━━━━━ KUTIPAN YANG DIBERIKAN
Sejak akhir Ujian Nasional tahun lalu, muncul usulan agar ujian nasional digabung dengan Seleksi Nasional Masuk Perguruan Tinggi. Hal ini merupakan itikad baik pemerintah agar beban siswa yang lulus tidak bertambah. Sebab, soal ujian nasional dan soal seleksi masuk perguruan tinggi berbeda. Soal ujian nasional berdasarkan apa yang dipelajari di sekolah, sedangkan soal ujian masuk perguruan tinggi didesain dengan pengerjaan penuh trik bahkan seringkali tidak dipelajari di bangku sekolah. Hal inilah yang kemudian menjadi pertimbangan agar siswa tidak hanya mengejar lulus sekolah, namun juga lolos perguruan tinggi. Banyak yang mengeluh soal tes masuk perguruan tinggi tidak sesuai di bangku sekolah.
Saat ini yang patut diperhatikan adalah tidak semua lulusan sekolah menengah akan melanjutkan ke perguruan tinggi. Ada siswa yang sudah punya rencana setelah lulus bekerja atau rencana lain selain kuliah. Jika kuliah, tidak semua siswa melanjutkan di perguruan tinggi negeri.
━━━━━━━━━━
*YANG AKAN DIKERJAKAN*
**1)** Dalam kutipan tentang usulan penggabungan ujian nasional, mengapa penggabungan itu dianggap dapat mencegah bertambahnya beban siswa yang lulus? Jelaskan dalam satu sampai tiga kalimat.
**2)** Ubahlah baris-baris dalam daftar, mulai dari awal daftar hingga dan termasuk baris yang memuat "147 50 L 113", menjadi urutan baris bernomor tanpa baris kosong. Jangan sertakan gambar dalam jawaban.
━━━━━ INFORMASI YANG DIBERIKAN
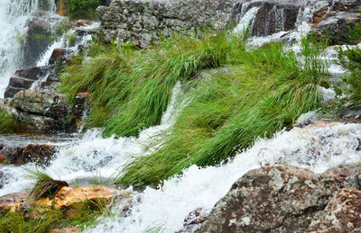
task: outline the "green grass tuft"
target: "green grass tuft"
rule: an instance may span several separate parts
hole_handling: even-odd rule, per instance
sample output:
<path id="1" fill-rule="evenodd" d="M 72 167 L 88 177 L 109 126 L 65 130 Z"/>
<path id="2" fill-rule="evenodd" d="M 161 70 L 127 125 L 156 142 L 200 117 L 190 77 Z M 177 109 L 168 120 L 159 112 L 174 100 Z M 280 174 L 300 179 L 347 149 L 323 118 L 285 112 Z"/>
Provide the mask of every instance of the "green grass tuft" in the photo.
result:
<path id="1" fill-rule="evenodd" d="M 40 168 L 24 168 L 27 177 L 34 182 L 29 193 L 32 200 L 39 200 L 44 197 L 53 197 L 56 193 L 68 184 L 64 181 L 53 180 L 48 174 Z"/>
<path id="2" fill-rule="evenodd" d="M 147 50 L 113 46 L 69 67 L 60 90 L 70 102 L 79 92 L 92 94 L 89 127 L 103 127 L 105 136 L 137 136 L 160 123 L 177 81 L 225 64 L 228 54 L 242 46 L 226 33 L 198 39 L 177 35 Z"/>
<path id="3" fill-rule="evenodd" d="M 251 147 L 257 138 L 290 129 L 301 113 L 319 106 L 324 67 L 317 61 L 318 48 L 304 43 L 303 68 L 281 44 L 234 53 L 233 65 L 225 72 L 195 84 L 187 96 L 192 101 L 162 147 L 134 158 L 118 183 L 156 185 L 190 165 L 220 163 Z"/>
<path id="4" fill-rule="evenodd" d="M 13 133 L 17 130 L 18 124 L 12 113 L 0 108 L 0 133 Z"/>

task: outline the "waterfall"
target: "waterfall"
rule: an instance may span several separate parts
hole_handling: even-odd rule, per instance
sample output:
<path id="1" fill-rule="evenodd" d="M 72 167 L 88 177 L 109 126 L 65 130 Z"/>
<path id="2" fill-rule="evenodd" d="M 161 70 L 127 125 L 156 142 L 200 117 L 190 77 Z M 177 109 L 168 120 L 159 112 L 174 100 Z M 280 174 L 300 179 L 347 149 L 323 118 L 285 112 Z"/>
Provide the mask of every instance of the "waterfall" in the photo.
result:
<path id="1" fill-rule="evenodd" d="M 22 40 L 28 22 L 40 10 L 51 14 L 55 9 L 52 0 L 0 0 L 0 97 L 13 73 L 23 67 Z"/>

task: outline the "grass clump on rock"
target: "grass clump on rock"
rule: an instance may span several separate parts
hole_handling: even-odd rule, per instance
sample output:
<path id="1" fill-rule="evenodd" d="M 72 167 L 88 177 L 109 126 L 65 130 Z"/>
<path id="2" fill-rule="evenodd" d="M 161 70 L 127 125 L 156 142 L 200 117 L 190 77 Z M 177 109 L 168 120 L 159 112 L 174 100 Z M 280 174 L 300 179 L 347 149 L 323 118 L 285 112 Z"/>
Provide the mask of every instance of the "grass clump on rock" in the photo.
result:
<path id="1" fill-rule="evenodd" d="M 27 176 L 34 182 L 29 193 L 32 200 L 39 200 L 45 197 L 53 197 L 62 187 L 68 187 L 65 181 L 53 180 L 45 172 L 35 168 L 26 169 Z"/>
<path id="2" fill-rule="evenodd" d="M 106 137 L 129 137 L 160 124 L 172 88 L 182 84 L 188 104 L 162 147 L 134 158 L 117 181 L 156 185 L 191 165 L 229 159 L 319 107 L 325 72 L 312 40 L 303 40 L 302 63 L 280 43 L 251 49 L 245 38 L 227 33 L 175 36 L 149 49 L 113 46 L 69 67 L 61 90 L 70 101 L 90 92 L 88 126 L 102 127 Z M 196 78 L 203 69 L 218 72 Z"/>
<path id="3" fill-rule="evenodd" d="M 76 227 L 81 230 L 85 227 L 95 226 L 97 218 L 108 213 L 107 202 L 87 199 L 85 202 L 74 202 L 64 208 L 42 205 L 38 200 L 49 197 L 56 202 L 54 195 L 68 184 L 57 181 L 40 168 L 25 169 L 27 176 L 34 181 L 30 192 L 26 211 L 0 213 L 0 232 L 50 232 L 51 229 Z"/>
<path id="4" fill-rule="evenodd" d="M 298 117 L 319 106 L 323 67 L 318 48 L 304 49 L 302 68 L 282 44 L 234 53 L 224 72 L 196 81 L 190 103 L 177 118 L 162 147 L 127 165 L 118 183 L 157 184 L 190 165 L 213 166 L 291 129 Z"/>
<path id="5" fill-rule="evenodd" d="M 79 92 L 92 94 L 88 123 L 103 127 L 105 136 L 137 136 L 161 122 L 177 81 L 186 82 L 200 69 L 225 64 L 236 47 L 226 33 L 205 33 L 198 39 L 176 36 L 145 50 L 112 47 L 69 67 L 60 89 L 70 101 Z"/>
<path id="6" fill-rule="evenodd" d="M 14 115 L 5 109 L 0 107 L 0 133 L 15 132 L 18 127 Z"/>

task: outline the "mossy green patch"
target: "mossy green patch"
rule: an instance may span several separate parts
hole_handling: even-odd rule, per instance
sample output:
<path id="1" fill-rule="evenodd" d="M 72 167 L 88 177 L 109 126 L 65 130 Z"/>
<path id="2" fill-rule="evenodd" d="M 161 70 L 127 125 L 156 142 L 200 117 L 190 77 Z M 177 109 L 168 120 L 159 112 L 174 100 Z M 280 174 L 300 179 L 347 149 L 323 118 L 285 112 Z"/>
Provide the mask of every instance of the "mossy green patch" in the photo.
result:
<path id="1" fill-rule="evenodd" d="M 0 133 L 15 132 L 18 123 L 14 115 L 5 109 L 0 108 Z"/>

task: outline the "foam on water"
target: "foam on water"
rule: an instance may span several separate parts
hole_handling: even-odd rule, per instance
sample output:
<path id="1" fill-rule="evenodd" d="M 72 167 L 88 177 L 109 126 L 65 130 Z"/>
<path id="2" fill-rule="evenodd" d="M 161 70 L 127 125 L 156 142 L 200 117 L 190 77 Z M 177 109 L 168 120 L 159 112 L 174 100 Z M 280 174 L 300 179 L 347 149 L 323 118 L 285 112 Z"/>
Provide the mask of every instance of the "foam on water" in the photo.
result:
<path id="1" fill-rule="evenodd" d="M 180 84 L 177 83 L 161 125 L 143 130 L 138 138 L 103 139 L 99 130 L 89 130 L 81 139 L 60 147 L 57 157 L 45 171 L 53 178 L 70 184 L 79 179 L 91 180 L 96 176 L 105 179 L 115 177 L 131 157 L 151 153 L 153 149 L 145 150 L 145 148 L 157 147 L 155 142 L 162 140 L 162 132 L 173 124 L 181 106 L 187 103 L 181 101 L 181 96 Z M 24 179 L 26 174 L 22 167 L 33 166 L 0 166 L 0 171 L 5 174 L 0 179 L 0 183 L 4 183 L 0 196 L 28 189 L 32 181 Z"/>
<path id="2" fill-rule="evenodd" d="M 127 217 L 103 218 L 88 232 L 144 232 L 161 226 L 164 232 L 181 229 L 184 217 L 197 208 L 209 211 L 232 184 L 247 171 L 267 164 L 283 163 L 324 172 L 329 166 L 358 161 L 361 125 L 334 123 L 309 129 L 295 128 L 259 139 L 247 151 L 219 166 L 192 166 L 184 175 L 165 181 L 160 189 L 147 188 Z M 113 211 L 121 215 L 121 206 Z"/>
<path id="3" fill-rule="evenodd" d="M 11 75 L 22 63 L 19 38 L 37 10 L 38 0 L 0 0 L 0 97 Z"/>
<path id="4" fill-rule="evenodd" d="M 48 11 L 42 17 L 52 18 L 48 22 L 53 25 L 59 16 L 53 13 L 55 2 L 48 4 Z M 0 97 L 13 73 L 23 68 L 21 40 L 26 35 L 29 21 L 38 14 L 39 0 L 0 0 Z"/>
━━━━━━━━━━
*JAWABAN TIAP TUGAS*
**1)** Soal ujian nasional dan soal seleksi masuk perguruan tinggi berbeda. Soal ujian nasional disusun berdasarkan apa yang dipelajari di sekolah. Soal seleksi masuk perguruan tinggi didesain dengan pengerjaan penuh trik dan sering kali memuat hal yang tidak dipelajari di bangku sekolah.

**2)**
1. task: outline the "green grass tuft"
2. target: "green grass tuft"
3. rule: an instance may span several separate parts
4. hole_handling: even-odd rule, per instance
5. sample output:
6. <path id="1" fill-rule="evenodd" d="M 72 167 L 88 177 L 109 126 L 65 130 Z"/>
7. <path id="2" fill-rule="evenodd" d="M 161 70 L 127 125 L 156 142 L 200 117 L 190 77 Z M 177 109 L 168 120 L 159 112 L 174 100 Z M 280 174 L 300 179 L 347 149 L 323 118 L 285 112 Z"/>
8. Provide the mask of every instance of the "green grass tuft" in the photo.
9. result:
10. <path id="1" fill-rule="evenodd" d="M 40 168 L 24 168 L 27 177 L 34 182 L 29 193 L 32 200 L 39 200 L 44 197 L 53 197 L 56 193 L 68 184 L 64 181 L 53 180 L 48 174 Z"/>
11. <path id="2" fill-rule="evenodd" d="M 147 50 L 113 46 L 69 67 L 60 90 L 70 102 L 79 92 L 92 94 L 89 127 L 103 127 L 105 136 L 137 136 L 160 123 L 177 81 L 225 64 L 228 54 L 242 46 L 226 33 L 198 39 L 177 35 Z"/>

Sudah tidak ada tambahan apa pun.